### Goal of the exercise
Rescale everything from the line containing "Segment woman's nose." down through the line containing "[313, 157, 361, 190]". Give only those lines again, requests included, with each bounding box coordinate in the answers multiplied by 2.25 and rounded to a whole number (halves up), and leave the numbers in the requests and their format samples unchanged.

### Extracted material
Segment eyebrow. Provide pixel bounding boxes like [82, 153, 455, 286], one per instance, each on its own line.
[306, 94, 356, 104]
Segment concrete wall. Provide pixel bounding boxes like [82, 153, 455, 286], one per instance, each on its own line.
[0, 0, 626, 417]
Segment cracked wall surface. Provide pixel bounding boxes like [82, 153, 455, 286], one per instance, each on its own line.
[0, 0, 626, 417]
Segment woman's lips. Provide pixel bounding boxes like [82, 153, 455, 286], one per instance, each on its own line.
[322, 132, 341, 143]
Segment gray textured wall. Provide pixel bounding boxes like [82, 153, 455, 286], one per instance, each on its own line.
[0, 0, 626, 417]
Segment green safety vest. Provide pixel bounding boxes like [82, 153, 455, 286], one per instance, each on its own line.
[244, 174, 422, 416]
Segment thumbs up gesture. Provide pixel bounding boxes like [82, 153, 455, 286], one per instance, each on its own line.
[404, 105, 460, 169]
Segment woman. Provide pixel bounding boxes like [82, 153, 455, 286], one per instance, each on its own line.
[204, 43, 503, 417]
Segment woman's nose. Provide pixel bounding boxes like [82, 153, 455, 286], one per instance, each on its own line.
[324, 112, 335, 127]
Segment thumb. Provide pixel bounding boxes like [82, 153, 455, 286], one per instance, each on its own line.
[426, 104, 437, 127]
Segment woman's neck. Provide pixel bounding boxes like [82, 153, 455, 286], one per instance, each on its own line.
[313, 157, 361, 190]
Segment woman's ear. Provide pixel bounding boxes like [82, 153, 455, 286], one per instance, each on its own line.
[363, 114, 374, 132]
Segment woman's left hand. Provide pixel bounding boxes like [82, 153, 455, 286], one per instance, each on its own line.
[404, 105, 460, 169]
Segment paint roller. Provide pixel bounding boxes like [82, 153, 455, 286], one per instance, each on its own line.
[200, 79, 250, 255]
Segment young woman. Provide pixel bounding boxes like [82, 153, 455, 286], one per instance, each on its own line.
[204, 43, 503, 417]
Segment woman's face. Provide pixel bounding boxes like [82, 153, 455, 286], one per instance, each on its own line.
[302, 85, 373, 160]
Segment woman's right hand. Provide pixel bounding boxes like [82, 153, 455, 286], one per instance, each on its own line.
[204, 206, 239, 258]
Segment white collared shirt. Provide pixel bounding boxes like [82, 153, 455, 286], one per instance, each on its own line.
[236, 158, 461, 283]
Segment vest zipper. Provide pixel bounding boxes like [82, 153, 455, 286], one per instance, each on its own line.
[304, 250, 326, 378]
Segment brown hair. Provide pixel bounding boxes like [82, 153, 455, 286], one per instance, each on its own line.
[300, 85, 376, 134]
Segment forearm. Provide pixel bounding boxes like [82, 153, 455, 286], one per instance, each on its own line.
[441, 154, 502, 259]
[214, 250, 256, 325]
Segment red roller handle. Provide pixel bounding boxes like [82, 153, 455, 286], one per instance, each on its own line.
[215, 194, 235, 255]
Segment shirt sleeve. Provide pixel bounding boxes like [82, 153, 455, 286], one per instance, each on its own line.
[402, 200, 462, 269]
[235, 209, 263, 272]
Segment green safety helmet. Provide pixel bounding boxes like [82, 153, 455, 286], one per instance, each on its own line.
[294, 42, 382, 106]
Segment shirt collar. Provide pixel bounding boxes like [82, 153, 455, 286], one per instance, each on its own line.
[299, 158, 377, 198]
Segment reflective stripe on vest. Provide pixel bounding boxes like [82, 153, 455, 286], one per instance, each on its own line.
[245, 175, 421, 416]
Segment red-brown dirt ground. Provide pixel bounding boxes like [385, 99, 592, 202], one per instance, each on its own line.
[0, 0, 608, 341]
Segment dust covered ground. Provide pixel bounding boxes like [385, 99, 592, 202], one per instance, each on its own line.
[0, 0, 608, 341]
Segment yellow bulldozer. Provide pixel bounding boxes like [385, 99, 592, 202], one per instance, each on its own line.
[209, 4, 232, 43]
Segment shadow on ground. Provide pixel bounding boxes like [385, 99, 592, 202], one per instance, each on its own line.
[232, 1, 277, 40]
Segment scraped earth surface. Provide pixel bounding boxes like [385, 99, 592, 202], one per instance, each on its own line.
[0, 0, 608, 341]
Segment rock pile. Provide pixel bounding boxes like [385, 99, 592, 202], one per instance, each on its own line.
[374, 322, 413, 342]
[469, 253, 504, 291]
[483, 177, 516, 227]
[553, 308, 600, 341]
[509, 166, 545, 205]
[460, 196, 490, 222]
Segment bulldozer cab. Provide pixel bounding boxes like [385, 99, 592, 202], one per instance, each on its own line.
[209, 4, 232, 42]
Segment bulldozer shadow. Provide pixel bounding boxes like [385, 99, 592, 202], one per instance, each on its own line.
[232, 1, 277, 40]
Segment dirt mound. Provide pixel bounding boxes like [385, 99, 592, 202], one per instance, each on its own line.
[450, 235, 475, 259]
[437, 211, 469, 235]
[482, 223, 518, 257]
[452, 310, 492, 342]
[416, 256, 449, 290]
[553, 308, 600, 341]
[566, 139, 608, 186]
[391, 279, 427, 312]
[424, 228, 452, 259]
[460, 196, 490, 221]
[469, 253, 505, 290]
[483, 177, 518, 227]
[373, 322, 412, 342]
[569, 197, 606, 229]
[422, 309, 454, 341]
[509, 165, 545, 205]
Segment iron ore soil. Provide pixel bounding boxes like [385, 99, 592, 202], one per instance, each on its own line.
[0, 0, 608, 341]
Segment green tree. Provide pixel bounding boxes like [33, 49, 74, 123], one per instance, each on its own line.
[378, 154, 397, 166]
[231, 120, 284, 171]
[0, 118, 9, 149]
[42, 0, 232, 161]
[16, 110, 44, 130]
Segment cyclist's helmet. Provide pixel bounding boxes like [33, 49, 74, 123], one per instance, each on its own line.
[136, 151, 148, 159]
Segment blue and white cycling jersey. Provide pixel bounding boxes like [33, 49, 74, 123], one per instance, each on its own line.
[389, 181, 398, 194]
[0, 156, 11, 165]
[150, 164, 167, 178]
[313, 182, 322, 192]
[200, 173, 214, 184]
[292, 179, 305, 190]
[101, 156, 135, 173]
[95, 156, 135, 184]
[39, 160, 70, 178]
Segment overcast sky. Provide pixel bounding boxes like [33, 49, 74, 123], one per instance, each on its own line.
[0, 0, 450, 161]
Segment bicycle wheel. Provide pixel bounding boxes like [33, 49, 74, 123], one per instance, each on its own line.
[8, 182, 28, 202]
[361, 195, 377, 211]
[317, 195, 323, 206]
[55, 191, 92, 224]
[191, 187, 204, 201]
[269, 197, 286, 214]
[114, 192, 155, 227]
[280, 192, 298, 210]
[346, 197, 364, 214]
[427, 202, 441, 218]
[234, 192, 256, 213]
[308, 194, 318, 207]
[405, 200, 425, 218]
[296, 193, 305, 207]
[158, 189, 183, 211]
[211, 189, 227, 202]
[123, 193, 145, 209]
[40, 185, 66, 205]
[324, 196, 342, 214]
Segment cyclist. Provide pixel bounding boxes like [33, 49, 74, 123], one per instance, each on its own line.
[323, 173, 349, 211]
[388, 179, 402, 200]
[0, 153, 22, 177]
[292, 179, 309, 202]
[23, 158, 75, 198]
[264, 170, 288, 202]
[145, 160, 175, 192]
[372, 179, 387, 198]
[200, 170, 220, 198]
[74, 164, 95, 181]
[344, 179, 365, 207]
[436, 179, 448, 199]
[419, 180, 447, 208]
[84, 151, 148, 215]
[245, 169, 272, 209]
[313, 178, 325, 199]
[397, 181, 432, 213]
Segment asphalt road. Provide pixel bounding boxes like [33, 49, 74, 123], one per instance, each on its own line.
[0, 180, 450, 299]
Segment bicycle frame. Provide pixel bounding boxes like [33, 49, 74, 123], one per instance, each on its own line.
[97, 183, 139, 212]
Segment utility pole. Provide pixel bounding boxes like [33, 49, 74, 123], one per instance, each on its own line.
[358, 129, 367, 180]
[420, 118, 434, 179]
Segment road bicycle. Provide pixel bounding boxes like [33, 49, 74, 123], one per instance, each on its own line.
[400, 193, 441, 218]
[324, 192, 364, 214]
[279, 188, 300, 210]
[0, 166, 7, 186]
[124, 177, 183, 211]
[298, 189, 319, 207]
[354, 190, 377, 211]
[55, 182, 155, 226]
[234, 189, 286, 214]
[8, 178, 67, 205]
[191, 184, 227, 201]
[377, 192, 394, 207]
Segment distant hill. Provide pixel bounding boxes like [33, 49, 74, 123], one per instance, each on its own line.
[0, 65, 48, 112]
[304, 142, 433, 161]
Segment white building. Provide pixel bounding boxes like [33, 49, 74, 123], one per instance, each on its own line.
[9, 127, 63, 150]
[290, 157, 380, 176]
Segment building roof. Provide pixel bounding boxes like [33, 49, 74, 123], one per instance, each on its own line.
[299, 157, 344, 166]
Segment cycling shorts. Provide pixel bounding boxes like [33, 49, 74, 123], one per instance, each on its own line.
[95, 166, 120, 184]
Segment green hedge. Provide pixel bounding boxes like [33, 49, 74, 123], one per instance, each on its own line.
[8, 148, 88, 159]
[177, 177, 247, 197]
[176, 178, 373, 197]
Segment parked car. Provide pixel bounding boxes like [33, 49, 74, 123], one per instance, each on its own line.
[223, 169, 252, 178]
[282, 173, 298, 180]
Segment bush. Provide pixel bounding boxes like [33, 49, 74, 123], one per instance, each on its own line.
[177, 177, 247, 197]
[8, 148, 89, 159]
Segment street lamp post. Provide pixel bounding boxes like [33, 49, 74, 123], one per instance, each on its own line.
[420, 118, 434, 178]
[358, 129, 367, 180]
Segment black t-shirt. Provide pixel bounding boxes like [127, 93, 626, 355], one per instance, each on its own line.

==

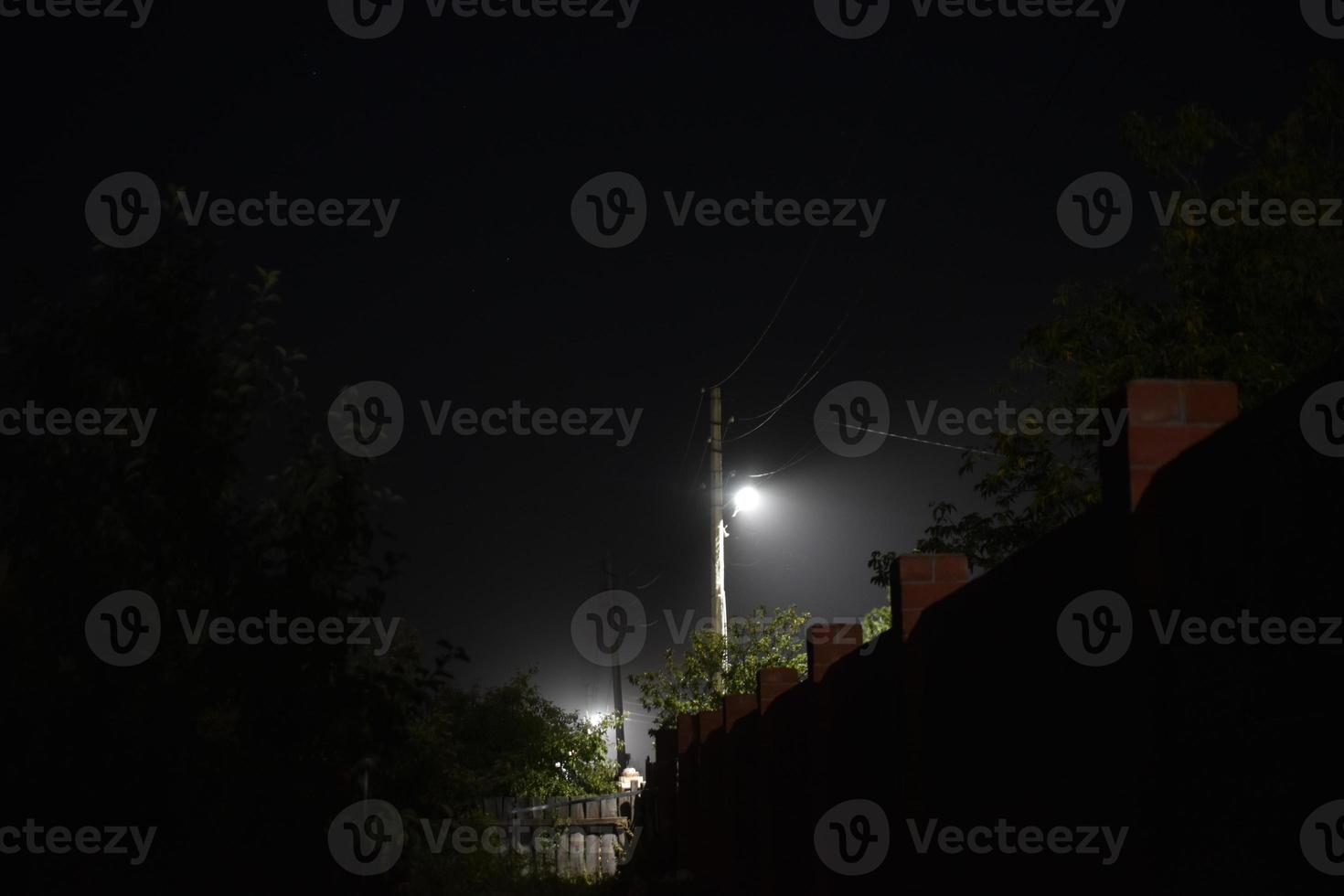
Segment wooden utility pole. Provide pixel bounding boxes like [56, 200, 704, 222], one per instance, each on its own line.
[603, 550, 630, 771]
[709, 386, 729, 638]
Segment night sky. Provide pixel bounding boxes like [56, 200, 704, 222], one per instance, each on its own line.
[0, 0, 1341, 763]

### Worked answer
Segment woman's nose. Provide pixel bounding boxes like [82, 153, 455, 286], one per instance, each on its own line.
[729, 252, 754, 286]
Segment thumb. Provide pixel bounding boxes like [82, 153, 455, 286], one per instance, each on its own line.
[959, 234, 983, 286]
Segment woman's neck. Provide pixel bounding boxes like [82, 153, 455, 286], one per instance, each on its own line.
[704, 353, 812, 428]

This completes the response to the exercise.